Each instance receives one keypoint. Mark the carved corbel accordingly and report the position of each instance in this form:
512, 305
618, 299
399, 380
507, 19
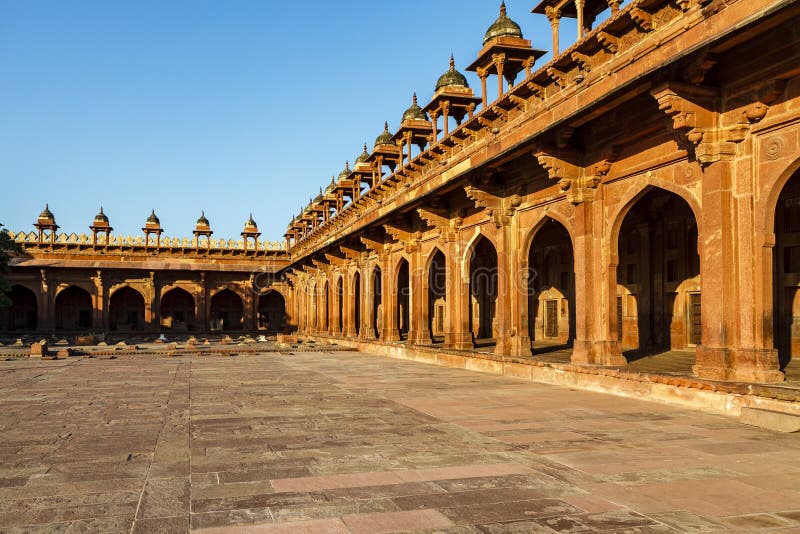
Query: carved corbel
537, 90
321, 265
559, 166
483, 121
602, 168
336, 261
582, 60
642, 18
558, 76
696, 72
501, 209
397, 232
695, 119
608, 41
520, 102
767, 95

◆ GIVEN PROBLEM ◆
Arrange the listing above as a Markdown table with the columns "Row" and "Line", putting a row number and one line in each row, with blank lines dropped. Leave the pictures out of the answer.

◆ RESPONSE TO THIS TASK ◆
| Row | Line |
|---|---|
| 1 | Each instance receives one keypoint. Mark the carved corbel accordingly and report the position of each instance in this form: |
| 2 | 512, 305 |
| 3 | 618, 299 |
| 4 | 399, 380 |
| 5 | 507, 19 |
| 6 | Query: carved corbel |
| 7 | 537, 90 |
| 8 | 321, 265 |
| 9 | 559, 166 |
| 10 | 483, 121 |
| 11 | 602, 168 |
| 12 | 336, 261 |
| 13 | 582, 60 |
| 14 | 642, 18 |
| 15 | 558, 76 |
| 16 | 696, 72 |
| 17 | 501, 209 |
| 18 | 397, 232 |
| 19 | 695, 119 |
| 20 | 608, 41 |
| 21 | 520, 102 |
| 22 | 767, 95 |